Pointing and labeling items
++++++++++++++++++++
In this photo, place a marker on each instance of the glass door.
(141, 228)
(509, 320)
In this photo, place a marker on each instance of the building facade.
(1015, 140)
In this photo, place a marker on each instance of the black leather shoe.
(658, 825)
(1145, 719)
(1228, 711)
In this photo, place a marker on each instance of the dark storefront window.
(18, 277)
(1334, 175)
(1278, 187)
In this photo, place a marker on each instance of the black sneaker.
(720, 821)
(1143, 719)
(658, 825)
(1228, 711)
++++++++++++++++++++
(WORK REQUIRED): Retype all of the items above without changing a single character.

(COMPLETE ANSWER):
In this photo, place a marker on each instance of the glass door.
(141, 228)
(509, 320)
In this photo, place a marker on each instance of the building facade.
(1015, 140)
In this photo, place a marker on each instance of the black leather shoe.
(658, 825)
(1145, 719)
(1228, 711)
In this photo, place a marker on each instance of the dark storefront window.
(18, 277)
(1334, 175)
(1278, 187)
In this photo, place a marker on each instance of the black sneaker.
(720, 821)
(1143, 719)
(658, 825)
(1228, 711)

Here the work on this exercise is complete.